### EXERCISE DIRECTIONS
Using the data below, gather each line that includes the word "slope".

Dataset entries
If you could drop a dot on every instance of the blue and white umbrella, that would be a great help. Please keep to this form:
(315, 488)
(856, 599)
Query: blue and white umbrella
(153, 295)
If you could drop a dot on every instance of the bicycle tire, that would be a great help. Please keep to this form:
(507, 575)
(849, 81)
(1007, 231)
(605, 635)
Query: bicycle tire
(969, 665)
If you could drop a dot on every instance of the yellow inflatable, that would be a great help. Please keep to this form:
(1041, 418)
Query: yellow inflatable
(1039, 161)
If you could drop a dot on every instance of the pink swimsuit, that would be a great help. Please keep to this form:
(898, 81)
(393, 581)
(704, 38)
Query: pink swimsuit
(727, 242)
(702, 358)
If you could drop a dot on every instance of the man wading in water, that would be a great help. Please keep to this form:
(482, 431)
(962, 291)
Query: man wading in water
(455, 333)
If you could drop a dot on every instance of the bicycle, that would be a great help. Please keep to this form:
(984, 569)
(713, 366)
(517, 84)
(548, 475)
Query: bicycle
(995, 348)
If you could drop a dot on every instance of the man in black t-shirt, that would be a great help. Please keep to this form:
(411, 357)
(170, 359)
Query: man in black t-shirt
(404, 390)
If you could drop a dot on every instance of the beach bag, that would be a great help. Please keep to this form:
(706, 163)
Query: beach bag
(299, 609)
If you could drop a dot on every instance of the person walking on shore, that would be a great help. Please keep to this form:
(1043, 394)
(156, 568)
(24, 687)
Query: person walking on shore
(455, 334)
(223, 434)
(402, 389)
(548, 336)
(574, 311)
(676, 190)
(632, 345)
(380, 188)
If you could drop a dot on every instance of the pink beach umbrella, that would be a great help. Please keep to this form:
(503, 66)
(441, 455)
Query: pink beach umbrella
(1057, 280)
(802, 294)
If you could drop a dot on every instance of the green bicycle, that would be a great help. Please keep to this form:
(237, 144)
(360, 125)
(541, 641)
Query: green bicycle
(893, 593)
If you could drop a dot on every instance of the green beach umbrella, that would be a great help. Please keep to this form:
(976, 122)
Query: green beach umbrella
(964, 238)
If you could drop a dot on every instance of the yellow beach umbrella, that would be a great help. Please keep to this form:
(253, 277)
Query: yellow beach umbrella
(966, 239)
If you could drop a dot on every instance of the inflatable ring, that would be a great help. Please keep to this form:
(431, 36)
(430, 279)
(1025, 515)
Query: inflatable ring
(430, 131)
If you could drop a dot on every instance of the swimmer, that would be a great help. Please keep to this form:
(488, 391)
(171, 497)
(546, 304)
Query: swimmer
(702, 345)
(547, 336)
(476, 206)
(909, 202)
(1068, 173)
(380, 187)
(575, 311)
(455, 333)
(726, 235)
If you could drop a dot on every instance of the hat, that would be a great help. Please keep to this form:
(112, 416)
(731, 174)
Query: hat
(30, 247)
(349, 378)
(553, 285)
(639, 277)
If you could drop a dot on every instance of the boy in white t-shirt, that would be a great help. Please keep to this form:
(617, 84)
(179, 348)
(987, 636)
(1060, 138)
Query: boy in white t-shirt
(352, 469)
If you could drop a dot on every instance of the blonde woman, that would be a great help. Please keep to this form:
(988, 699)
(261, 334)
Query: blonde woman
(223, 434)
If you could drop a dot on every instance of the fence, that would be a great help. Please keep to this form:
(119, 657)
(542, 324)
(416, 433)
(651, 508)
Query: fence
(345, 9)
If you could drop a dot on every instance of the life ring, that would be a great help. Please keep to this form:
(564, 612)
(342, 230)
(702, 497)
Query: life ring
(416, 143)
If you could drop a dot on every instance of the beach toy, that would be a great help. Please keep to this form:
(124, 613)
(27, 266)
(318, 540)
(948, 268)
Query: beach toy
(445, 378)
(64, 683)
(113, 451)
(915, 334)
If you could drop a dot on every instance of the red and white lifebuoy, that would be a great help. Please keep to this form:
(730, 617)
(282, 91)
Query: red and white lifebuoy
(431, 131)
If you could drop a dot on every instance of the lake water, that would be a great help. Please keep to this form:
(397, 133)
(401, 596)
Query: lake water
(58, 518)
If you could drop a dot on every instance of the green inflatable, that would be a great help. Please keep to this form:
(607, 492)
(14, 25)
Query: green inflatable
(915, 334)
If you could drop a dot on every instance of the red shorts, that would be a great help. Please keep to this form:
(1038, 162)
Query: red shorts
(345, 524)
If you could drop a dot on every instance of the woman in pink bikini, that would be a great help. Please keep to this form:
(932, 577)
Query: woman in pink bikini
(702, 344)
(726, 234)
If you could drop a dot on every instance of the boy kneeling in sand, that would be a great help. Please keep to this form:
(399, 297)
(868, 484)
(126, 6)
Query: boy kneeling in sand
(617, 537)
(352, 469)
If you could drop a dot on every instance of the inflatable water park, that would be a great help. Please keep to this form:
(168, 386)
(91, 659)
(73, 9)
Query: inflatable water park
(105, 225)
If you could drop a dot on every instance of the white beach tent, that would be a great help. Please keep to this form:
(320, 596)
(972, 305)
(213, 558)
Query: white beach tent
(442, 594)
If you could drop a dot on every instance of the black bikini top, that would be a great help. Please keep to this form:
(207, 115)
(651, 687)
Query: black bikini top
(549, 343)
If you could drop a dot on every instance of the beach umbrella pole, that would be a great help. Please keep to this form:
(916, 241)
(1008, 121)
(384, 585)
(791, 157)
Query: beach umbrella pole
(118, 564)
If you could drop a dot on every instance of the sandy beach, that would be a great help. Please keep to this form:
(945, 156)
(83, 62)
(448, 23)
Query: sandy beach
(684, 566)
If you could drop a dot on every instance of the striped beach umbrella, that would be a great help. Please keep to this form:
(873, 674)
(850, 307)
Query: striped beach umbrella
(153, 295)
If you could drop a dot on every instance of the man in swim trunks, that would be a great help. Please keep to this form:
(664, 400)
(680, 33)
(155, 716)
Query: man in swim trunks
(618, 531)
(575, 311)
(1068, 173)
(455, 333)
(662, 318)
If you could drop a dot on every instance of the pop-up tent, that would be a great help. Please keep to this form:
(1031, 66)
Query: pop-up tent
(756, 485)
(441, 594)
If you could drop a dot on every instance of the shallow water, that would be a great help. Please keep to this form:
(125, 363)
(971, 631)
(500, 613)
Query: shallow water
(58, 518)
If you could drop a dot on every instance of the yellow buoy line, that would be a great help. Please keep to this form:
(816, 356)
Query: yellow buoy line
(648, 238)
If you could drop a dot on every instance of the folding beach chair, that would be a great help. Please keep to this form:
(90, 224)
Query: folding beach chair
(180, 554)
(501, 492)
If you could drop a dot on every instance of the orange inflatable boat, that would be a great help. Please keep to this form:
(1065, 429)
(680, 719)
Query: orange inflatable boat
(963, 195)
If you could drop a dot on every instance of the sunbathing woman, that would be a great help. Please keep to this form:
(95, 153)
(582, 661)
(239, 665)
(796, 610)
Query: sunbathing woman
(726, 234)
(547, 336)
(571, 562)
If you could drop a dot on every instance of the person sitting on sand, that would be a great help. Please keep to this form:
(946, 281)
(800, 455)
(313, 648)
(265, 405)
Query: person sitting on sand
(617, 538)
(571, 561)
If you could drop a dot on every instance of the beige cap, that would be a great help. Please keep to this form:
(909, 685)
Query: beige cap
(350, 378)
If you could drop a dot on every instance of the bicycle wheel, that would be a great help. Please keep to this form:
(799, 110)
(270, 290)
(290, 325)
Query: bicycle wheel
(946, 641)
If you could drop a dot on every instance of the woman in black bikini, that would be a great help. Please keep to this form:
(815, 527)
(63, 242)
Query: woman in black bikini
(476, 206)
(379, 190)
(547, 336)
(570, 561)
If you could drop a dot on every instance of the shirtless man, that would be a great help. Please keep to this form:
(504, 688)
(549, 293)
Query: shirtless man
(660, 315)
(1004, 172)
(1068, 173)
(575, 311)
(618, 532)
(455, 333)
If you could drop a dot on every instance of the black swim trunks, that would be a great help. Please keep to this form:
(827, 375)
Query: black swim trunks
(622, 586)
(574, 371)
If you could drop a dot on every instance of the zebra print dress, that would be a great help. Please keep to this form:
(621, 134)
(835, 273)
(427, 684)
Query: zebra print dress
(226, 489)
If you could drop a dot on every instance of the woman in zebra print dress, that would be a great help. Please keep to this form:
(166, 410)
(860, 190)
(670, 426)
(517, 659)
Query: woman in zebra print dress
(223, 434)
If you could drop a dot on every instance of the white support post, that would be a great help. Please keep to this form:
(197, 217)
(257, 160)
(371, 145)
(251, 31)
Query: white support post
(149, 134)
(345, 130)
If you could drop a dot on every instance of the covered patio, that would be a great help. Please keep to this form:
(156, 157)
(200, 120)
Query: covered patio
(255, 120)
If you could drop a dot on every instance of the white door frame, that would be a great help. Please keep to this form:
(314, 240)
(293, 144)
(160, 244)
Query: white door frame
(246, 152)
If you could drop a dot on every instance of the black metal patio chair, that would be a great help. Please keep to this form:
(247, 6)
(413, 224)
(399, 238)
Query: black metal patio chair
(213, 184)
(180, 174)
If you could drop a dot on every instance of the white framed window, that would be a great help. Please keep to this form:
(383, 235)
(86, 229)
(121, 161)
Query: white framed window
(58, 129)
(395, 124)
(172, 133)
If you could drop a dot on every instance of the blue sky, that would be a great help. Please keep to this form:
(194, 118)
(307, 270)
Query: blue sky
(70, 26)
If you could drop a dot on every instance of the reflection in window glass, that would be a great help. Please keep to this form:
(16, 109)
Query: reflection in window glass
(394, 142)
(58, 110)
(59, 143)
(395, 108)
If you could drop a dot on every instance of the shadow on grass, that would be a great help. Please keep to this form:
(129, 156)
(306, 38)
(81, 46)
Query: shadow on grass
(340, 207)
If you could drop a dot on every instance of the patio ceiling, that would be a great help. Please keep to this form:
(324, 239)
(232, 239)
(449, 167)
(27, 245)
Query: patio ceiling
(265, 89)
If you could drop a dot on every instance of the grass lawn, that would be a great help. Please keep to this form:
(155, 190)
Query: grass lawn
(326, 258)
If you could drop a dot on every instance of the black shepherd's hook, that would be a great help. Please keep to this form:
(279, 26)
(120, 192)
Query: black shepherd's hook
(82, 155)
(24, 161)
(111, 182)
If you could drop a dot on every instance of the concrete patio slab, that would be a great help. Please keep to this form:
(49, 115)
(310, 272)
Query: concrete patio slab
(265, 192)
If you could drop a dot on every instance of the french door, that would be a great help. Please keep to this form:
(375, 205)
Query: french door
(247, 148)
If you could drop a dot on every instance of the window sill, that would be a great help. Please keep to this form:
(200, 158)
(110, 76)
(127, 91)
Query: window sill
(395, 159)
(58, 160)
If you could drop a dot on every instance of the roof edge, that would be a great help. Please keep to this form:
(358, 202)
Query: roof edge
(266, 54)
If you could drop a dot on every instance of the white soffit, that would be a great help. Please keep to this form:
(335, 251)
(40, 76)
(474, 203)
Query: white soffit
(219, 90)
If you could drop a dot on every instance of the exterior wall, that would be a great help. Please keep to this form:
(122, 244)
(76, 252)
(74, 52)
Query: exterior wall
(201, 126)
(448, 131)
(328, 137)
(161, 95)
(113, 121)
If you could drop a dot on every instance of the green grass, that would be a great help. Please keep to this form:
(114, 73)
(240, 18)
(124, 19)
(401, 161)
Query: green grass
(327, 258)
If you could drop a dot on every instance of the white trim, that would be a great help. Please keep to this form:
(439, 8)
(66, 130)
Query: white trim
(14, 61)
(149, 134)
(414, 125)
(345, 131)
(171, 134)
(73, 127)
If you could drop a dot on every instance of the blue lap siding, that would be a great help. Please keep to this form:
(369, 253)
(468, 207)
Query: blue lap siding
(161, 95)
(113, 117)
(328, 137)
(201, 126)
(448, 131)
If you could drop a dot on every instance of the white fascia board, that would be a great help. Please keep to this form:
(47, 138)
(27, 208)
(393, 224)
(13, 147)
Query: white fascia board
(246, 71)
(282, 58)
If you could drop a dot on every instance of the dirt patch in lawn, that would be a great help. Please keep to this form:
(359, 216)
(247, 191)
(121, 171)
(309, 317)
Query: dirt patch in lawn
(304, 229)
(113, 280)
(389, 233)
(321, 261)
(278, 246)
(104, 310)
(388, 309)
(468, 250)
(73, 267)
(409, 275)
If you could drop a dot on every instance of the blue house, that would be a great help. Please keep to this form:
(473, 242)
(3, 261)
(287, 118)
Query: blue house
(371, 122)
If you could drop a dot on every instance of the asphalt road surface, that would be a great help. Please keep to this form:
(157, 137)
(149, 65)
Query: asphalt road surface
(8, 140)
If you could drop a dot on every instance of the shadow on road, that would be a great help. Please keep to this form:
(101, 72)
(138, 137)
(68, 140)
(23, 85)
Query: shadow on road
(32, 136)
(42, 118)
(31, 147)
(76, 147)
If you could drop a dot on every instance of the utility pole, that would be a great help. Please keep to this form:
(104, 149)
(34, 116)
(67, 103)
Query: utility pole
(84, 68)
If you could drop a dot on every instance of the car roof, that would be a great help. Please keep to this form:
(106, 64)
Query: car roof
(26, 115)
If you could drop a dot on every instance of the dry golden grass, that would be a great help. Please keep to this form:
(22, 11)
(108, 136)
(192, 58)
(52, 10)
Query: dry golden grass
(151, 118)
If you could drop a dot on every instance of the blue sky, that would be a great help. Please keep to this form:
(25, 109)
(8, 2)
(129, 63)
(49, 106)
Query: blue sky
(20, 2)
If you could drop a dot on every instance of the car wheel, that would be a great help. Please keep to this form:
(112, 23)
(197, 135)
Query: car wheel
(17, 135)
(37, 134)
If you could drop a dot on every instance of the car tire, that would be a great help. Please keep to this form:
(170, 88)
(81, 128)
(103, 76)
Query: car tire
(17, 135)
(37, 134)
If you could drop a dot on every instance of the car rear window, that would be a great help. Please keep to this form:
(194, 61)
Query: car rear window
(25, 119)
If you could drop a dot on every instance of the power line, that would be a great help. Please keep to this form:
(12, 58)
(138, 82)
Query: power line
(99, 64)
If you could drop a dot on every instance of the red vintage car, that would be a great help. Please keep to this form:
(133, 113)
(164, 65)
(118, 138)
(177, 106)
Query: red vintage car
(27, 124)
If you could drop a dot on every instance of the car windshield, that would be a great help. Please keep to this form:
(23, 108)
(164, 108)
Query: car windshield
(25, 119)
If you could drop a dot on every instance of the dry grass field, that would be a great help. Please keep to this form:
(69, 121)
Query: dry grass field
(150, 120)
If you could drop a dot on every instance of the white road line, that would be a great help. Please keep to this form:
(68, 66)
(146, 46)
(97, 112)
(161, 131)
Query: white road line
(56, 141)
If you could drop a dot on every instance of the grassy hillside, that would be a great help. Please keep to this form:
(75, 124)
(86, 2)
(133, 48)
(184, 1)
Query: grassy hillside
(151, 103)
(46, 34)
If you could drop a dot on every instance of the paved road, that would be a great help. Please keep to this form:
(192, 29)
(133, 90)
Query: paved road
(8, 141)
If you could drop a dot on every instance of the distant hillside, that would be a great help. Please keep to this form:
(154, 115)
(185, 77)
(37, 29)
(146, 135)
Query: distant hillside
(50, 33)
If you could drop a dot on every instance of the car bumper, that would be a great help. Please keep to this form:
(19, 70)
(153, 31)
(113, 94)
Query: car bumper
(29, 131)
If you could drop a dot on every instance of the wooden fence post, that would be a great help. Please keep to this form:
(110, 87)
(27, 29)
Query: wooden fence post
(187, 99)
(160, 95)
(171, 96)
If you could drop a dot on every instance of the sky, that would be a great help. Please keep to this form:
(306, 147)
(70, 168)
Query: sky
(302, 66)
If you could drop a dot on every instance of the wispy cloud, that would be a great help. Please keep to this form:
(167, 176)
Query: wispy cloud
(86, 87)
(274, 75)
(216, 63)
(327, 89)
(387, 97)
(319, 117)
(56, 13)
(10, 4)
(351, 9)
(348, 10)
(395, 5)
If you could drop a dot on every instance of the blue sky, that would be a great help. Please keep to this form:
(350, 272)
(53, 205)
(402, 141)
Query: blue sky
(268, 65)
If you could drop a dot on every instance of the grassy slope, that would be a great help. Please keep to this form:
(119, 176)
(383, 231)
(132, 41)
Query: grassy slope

### TASK SOLUTION
If you could drop a dot on every instance of the grassy slope, that would be a great help. Please keep to this form:
Query: grassy slope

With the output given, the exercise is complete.